**Task brief:** Reproduce the data below word for word, keeping each line as it is.

**Given records:**
════

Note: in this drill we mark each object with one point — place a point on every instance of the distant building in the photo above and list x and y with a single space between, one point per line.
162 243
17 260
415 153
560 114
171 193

════

**Answer to the problem:**
Note: in this drill we mark each object with one point — place a point on every instance of the distant building in the photo above and list x and y with a single space between, one point per line.
162 243
17 260
415 153
560 114
171 193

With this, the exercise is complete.